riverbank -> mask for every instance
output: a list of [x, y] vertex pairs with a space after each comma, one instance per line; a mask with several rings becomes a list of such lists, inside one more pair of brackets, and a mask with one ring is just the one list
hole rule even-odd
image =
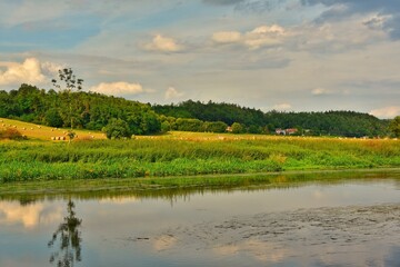
[[0, 182], [400, 167], [398, 140], [233, 137], [2, 141]]
[[357, 170], [308, 170], [271, 174], [206, 175], [192, 177], [147, 177], [108, 179], [60, 179], [16, 181], [0, 184], [1, 199], [32, 199], [68, 195], [78, 198], [131, 196], [171, 197], [186, 196], [194, 191], [218, 188], [218, 190], [259, 190], [264, 188], [288, 188], [306, 182], [338, 184], [351, 179], [398, 179], [400, 168]]

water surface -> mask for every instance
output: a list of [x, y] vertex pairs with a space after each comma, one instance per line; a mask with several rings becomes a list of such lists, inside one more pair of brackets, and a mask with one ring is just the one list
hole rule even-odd
[[[367, 176], [366, 176], [367, 177]], [[400, 175], [3, 197], [0, 266], [400, 266]]]

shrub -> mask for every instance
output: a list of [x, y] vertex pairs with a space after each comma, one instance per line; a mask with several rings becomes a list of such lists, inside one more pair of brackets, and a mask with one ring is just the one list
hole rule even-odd
[[10, 140], [22, 140], [27, 139], [22, 134], [14, 128], [7, 128], [6, 130], [0, 131], [0, 139], [10, 139]]
[[132, 136], [128, 122], [121, 119], [111, 119], [103, 131], [108, 139], [131, 138]]

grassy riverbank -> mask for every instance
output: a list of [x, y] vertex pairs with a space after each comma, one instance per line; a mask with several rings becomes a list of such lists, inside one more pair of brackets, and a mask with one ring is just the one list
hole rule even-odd
[[398, 140], [172, 132], [133, 140], [2, 141], [0, 181], [400, 167]]
[[[260, 190], [291, 188], [308, 182], [334, 185], [343, 180], [400, 178], [399, 168], [359, 170], [312, 170], [271, 174], [208, 175], [191, 177], [147, 177], [136, 179], [73, 179], [17, 181], [0, 185], [0, 199], [33, 200], [44, 197], [107, 198], [134, 196], [173, 199], [204, 190]], [[400, 180], [399, 180], [400, 182]]]

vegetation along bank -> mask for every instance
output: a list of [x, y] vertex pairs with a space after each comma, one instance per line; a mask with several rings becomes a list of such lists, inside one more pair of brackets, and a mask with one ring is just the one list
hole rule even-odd
[[171, 132], [128, 140], [0, 141], [0, 181], [400, 167], [394, 139]]

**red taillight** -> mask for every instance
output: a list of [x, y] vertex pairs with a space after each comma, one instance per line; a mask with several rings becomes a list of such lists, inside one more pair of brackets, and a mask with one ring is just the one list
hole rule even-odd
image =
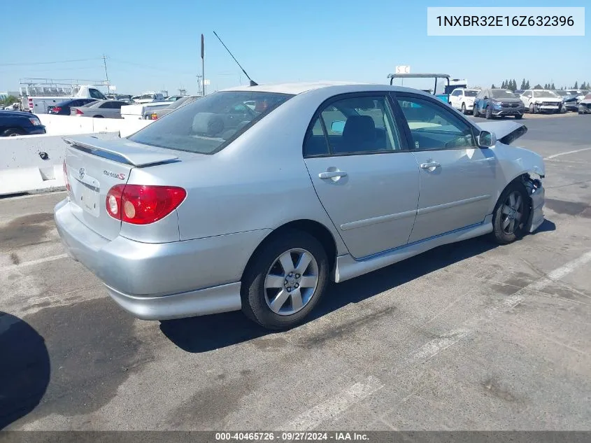
[[68, 171], [66, 169], [66, 160], [64, 160], [64, 183], [66, 183], [66, 189], [69, 191], [71, 190], [70, 188], [70, 181], [68, 180]]
[[164, 218], [187, 197], [175, 186], [115, 185], [107, 192], [105, 204], [113, 218], [133, 225], [148, 225]]

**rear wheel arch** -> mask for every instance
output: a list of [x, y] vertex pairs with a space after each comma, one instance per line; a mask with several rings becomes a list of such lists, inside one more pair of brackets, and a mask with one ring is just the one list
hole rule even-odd
[[309, 219], [301, 219], [291, 221], [279, 226], [278, 227], [273, 230], [269, 235], [265, 237], [261, 241], [259, 245], [255, 248], [252, 253], [250, 254], [250, 258], [248, 259], [246, 265], [244, 267], [244, 270], [242, 272], [242, 278], [241, 280], [243, 279], [245, 273], [249, 269], [249, 267], [252, 265], [252, 261], [257, 256], [257, 253], [264, 246], [267, 244], [269, 242], [273, 241], [275, 239], [278, 238], [278, 236], [281, 235], [282, 233], [292, 230], [301, 231], [309, 234], [315, 238], [320, 244], [322, 244], [322, 248], [324, 248], [329, 259], [330, 271], [332, 273], [334, 272], [334, 265], [336, 262], [336, 242], [335, 241], [334, 237], [330, 230], [329, 230], [326, 226], [320, 222]]

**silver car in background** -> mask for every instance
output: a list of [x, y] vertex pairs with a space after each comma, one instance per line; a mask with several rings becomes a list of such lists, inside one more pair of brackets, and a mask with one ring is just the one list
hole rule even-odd
[[83, 106], [70, 108], [70, 115], [97, 118], [121, 118], [121, 106], [129, 103], [120, 100], [98, 100]]
[[409, 88], [241, 87], [127, 139], [65, 139], [55, 218], [70, 254], [140, 318], [242, 309], [285, 329], [330, 281], [535, 230], [543, 161], [509, 146], [526, 131], [477, 125]]
[[200, 96], [197, 95], [187, 95], [180, 97], [177, 100], [171, 100], [171, 104], [165, 108], [157, 108], [155, 109], [151, 109], [145, 111], [143, 118], [144, 120], [157, 120], [159, 118], [162, 118], [175, 109], [180, 108], [187, 103], [191, 103], [191, 101], [193, 101], [194, 100], [197, 100], [199, 98], [199, 97]]

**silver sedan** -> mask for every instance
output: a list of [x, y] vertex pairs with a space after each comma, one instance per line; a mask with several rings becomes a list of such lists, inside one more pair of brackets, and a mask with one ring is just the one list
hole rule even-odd
[[70, 254], [140, 318], [242, 309], [288, 328], [330, 281], [537, 229], [543, 161], [509, 146], [526, 131], [477, 125], [409, 88], [227, 90], [127, 139], [66, 139], [55, 222]]

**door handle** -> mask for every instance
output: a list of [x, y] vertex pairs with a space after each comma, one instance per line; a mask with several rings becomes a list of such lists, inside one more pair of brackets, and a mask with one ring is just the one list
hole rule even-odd
[[318, 174], [318, 177], [322, 180], [326, 180], [327, 178], [340, 178], [341, 177], [346, 176], [347, 173], [344, 171], [329, 171], [327, 172], [320, 172], [320, 174]]
[[427, 162], [427, 163], [421, 163], [420, 167], [422, 169], [434, 169], [441, 167], [441, 164], [437, 162]]

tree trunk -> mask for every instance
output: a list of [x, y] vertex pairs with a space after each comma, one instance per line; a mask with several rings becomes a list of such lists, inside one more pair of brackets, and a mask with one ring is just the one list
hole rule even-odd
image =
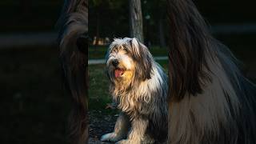
[[131, 37], [143, 42], [143, 21], [140, 0], [129, 0], [130, 4], [130, 33]]

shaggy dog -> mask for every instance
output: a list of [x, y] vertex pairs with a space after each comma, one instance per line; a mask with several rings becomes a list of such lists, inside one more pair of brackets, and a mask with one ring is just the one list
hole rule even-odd
[[[122, 114], [102, 141], [159, 143], [167, 136], [166, 75], [136, 38], [114, 39], [107, 54], [110, 92]], [[130, 131], [129, 131], [130, 130]], [[127, 136], [128, 134], [128, 136]]]
[[167, 0], [170, 144], [255, 144], [256, 91], [192, 0]]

⁂

** Short exercise **
Return the full listing above line for line, without any change, but leave out the pictures.

** Exercise result **
riverbank -> mask for every instance
output: a list of [x, y] vertex pairs with a space after each comma, one instance per line; a mask with several rings becomes a list of such lists, inside one more pair of brackets, and a mask with one ring is just the one list
hole rule even-odd
image =
[[0, 182], [400, 167], [398, 140], [233, 137], [2, 141]]
[[357, 170], [308, 170], [271, 174], [206, 175], [192, 177], [147, 177], [108, 179], [60, 179], [16, 181], [0, 184], [1, 199], [32, 199], [68, 195], [78, 198], [131, 196], [171, 197], [186, 196], [194, 191], [218, 188], [218, 190], [259, 190], [264, 188], [288, 188], [306, 182], [338, 184], [351, 179], [398, 179], [400, 168]]

water surface -> mask for every instance
output: a list of [x, y] vertex pairs with a space after each comma, one instance per line; a mask with several rings becomes a list of such lists, inside one more pair of brackets, and a mask with one ring is just the one list
hole rule even-odd
[[[367, 176], [366, 176], [367, 177]], [[400, 175], [3, 197], [0, 266], [400, 266]]]

shrub -> mask for every instance
output: a list of [x, y] vertex pairs with a space after each comma, one instance per line; a mask with several rings becomes a list of such lists, inside one more pair of brackets, and a mask with one ring is just the one list
hole rule even-odd
[[10, 140], [22, 140], [27, 139], [22, 134], [14, 128], [7, 128], [6, 130], [0, 131], [0, 139], [10, 139]]
[[132, 136], [128, 122], [121, 119], [111, 119], [103, 131], [108, 139], [131, 138]]

grassy riverbank -> mask for every instance
output: a list of [x, y] vertex pairs with a space after each comma, one instance per line; a mask with several rings becomes a list of such lists, inside one more pair of brackets, and a mask with one ring is just the one list
hole rule even-odd
[[398, 140], [172, 132], [133, 140], [2, 141], [0, 181], [400, 167]]
[[[260, 190], [291, 188], [308, 182], [334, 185], [343, 180], [400, 178], [399, 168], [359, 170], [312, 170], [271, 174], [208, 175], [191, 177], [147, 177], [136, 179], [73, 179], [17, 181], [0, 185], [0, 199], [33, 200], [44, 197], [107, 198], [134, 196], [173, 199], [204, 190]], [[400, 180], [399, 180], [400, 182]]]

vegetation along bank -> mask for every instance
output: a list of [x, y] vertex pairs with a space after each comma, one instance per line; a mask with several rings becomes a list of such lists, inside one more pair of brackets, and a mask with one ring is just the one list
hole rule even-odd
[[171, 132], [128, 140], [0, 141], [0, 181], [400, 167], [394, 139]]

**red taillight** -> mask for every instance
output: a list of [x, y] vertex pairs with a space after each comma, one instance per line; a mask with several rings becomes a list of such lists, inside one more pair of brackets, and a mask with one ring is just the one list
hole rule even-odd
image =
[[68, 171], [66, 169], [66, 160], [64, 160], [64, 183], [66, 183], [66, 189], [69, 191], [71, 190], [70, 188], [70, 181], [68, 180]]
[[164, 218], [187, 197], [175, 186], [115, 185], [107, 192], [105, 204], [113, 218], [133, 225], [148, 225]]

**rear wheel arch** -> mask for every instance
output: a list of [x, y] vertex pairs with a space after each comma, one instance per line; a mask with several rings becomes a list of such lists, inside one more pair of brackets, and a mask with one ring is just the one list
hole rule even-odd
[[309, 219], [301, 219], [291, 221], [279, 226], [278, 227], [273, 230], [269, 235], [265, 237], [261, 241], [259, 245], [255, 248], [252, 253], [250, 254], [250, 258], [248, 259], [246, 265], [244, 267], [244, 270], [242, 272], [242, 278], [241, 280], [243, 279], [245, 273], [249, 269], [249, 267], [252, 265], [252, 261], [257, 256], [257, 253], [264, 246], [267, 244], [269, 242], [273, 241], [275, 239], [278, 238], [278, 236], [281, 235], [282, 233], [292, 230], [301, 231], [309, 234], [315, 238], [320, 244], [322, 244], [322, 248], [324, 248], [329, 259], [330, 271], [332, 273], [334, 272], [334, 265], [336, 262], [336, 242], [335, 241], [334, 237], [330, 230], [329, 230], [326, 226], [320, 222]]

**silver car in background** -> mask for every instance
output: a list of [x, y] vertex pairs with a space after each comma, one instance per line; a mask with several rings becomes a list of such lists, inside one more pair of brackets, and a mask with one ring is just the one list
hole rule even-odd
[[83, 106], [70, 108], [70, 115], [97, 118], [121, 118], [121, 106], [129, 103], [120, 100], [98, 100]]
[[409, 88], [241, 87], [127, 139], [65, 139], [55, 218], [70, 254], [140, 318], [242, 309], [285, 329], [330, 281], [535, 230], [543, 161], [509, 146], [526, 131], [477, 125]]
[[200, 96], [197, 95], [187, 95], [180, 97], [177, 100], [171, 100], [171, 104], [165, 108], [157, 108], [155, 109], [151, 109], [145, 111], [143, 118], [144, 120], [157, 120], [159, 118], [162, 118], [175, 109], [180, 108], [187, 103], [191, 103], [191, 101], [193, 101], [194, 100], [197, 100], [199, 98], [199, 97]]

**silver sedan** -> mask for every instance
output: a list of [x, y] vertex pairs with a space after each comma, one instance per line; a mask with several rings becomes a list of such lists, inside one more pair of brackets, and a mask with one ring is just the one list
hole rule even-odd
[[70, 254], [140, 318], [242, 309], [288, 328], [330, 281], [537, 229], [543, 161], [509, 146], [526, 131], [477, 125], [409, 88], [227, 90], [127, 139], [66, 139], [55, 222]]

**door handle** -> mask for every instance
output: a list of [x, y] vertex pairs with a space after each comma, one instance per line; a mask with several rings becomes a list of such lists, inside one more pair of brackets, and a mask with one ring is just the one list
hole rule even-odd
[[318, 174], [318, 177], [322, 180], [326, 180], [327, 178], [340, 178], [341, 177], [346, 176], [347, 173], [344, 171], [329, 171], [327, 172], [320, 172], [320, 174]]
[[427, 162], [427, 163], [421, 163], [420, 167], [422, 169], [434, 169], [441, 167], [441, 164], [437, 162]]

tree trunk -> mask for every instance
output: a list of [x, y] vertex pairs with a space after each comma, one instance per line; a mask with several rings becomes a list of such lists, inside one more pair of brackets, and a mask with one ring is just the one list
hole rule even-odd
image =
[[131, 37], [143, 42], [143, 21], [140, 0], [129, 0], [130, 4], [130, 33]]

shaggy dog -> mask for every instance
output: a list of [x, y] vertex pairs with a space after each comma, one instance per line; a mask with several rings becomes a list of such lists, inside one more pair of brackets, and a mask with one ring is just the one list
hole rule even-odd
[[[122, 114], [102, 141], [159, 143], [167, 136], [166, 75], [136, 38], [114, 39], [107, 54], [110, 92]], [[130, 131], [129, 131], [130, 130]], [[127, 136], [128, 134], [128, 136]]]
[[167, 0], [170, 144], [255, 144], [256, 91], [192, 0]]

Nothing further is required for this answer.